Dataset excerpts
★ ★ ★ ★ ★

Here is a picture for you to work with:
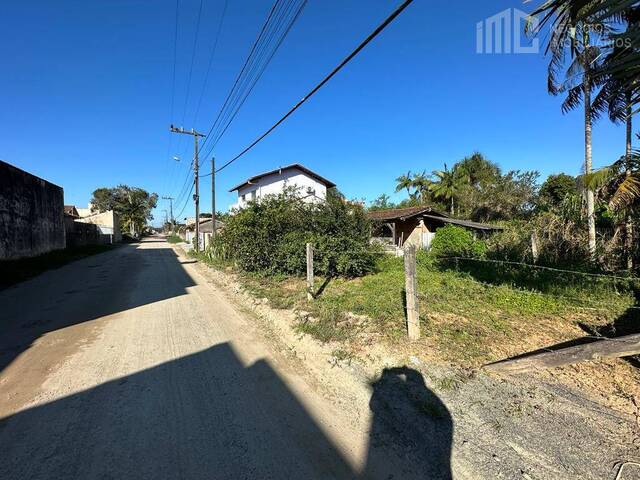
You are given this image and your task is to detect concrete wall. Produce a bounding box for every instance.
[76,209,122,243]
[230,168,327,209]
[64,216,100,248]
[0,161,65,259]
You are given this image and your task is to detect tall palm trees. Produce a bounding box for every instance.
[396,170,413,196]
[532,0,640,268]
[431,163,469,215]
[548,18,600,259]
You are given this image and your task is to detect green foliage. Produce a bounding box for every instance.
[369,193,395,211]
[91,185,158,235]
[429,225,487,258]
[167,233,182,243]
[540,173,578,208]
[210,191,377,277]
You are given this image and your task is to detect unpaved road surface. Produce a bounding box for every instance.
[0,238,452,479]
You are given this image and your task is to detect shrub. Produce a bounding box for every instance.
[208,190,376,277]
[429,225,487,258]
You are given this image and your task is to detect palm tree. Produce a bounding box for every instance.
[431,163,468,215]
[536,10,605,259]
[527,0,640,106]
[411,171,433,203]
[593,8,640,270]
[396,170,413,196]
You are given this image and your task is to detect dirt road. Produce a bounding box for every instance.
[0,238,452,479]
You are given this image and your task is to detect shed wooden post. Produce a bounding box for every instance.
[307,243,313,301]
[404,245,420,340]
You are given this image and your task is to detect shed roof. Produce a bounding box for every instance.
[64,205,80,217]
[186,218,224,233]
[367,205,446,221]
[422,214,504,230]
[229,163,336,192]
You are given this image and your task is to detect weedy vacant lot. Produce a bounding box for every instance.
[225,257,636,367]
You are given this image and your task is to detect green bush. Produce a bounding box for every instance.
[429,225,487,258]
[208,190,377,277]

★ ★ ★ ★ ★

Description of the task
Copy out all of the data above word for word, without the picture.

Output for this task
Here is a picture for you to work with:
You are given this image and your task is to detect concrete wall. Produce a bounding box for every instance.
[76,209,122,243]
[230,168,327,209]
[64,216,100,248]
[0,161,65,259]
You are given this image and your task is to detect tall palm trees. Produce a bounding box for every instance.
[396,170,413,196]
[532,0,640,268]
[431,163,469,215]
[548,18,600,259]
You are given this image and your task is to detect green foliage. Produce a bounding box for every instance.
[369,193,395,211]
[91,185,158,235]
[429,225,487,258]
[167,233,182,243]
[540,173,578,208]
[210,191,377,277]
You are given this image and your task is to detect unpaved road surface. Produce a bounding box for every instance.
[0,238,452,479]
You are given this image and your task is to detect shrub. Produce a bounding box for every instance.
[208,190,376,277]
[429,225,487,258]
You are given this image and your task is to detect palm tree. Produce a bounding box for every instance.
[431,163,468,215]
[536,10,605,259]
[527,0,640,106]
[411,171,433,203]
[593,8,640,270]
[396,170,413,196]
You are given this image and your task is to detect dirt road. Produce a bounding box for every instance.
[0,238,452,479]
You are given this image and your task is to detect shed wooden post. Produce a bounding box for every instance.
[307,243,313,301]
[404,245,420,340]
You are given this image and your task is to detect shed roof. Produce a bounding box for every instance.
[64,205,80,217]
[186,218,224,233]
[367,205,446,221]
[422,214,504,230]
[229,163,336,192]
You are given this image and your task is to detect weedy vacant lot. Produce a bounding box for every instance.
[225,257,636,367]
You are given this image and your task is to detect green bush. Produce a bounding box for every instance.
[429,225,487,258]
[208,190,377,277]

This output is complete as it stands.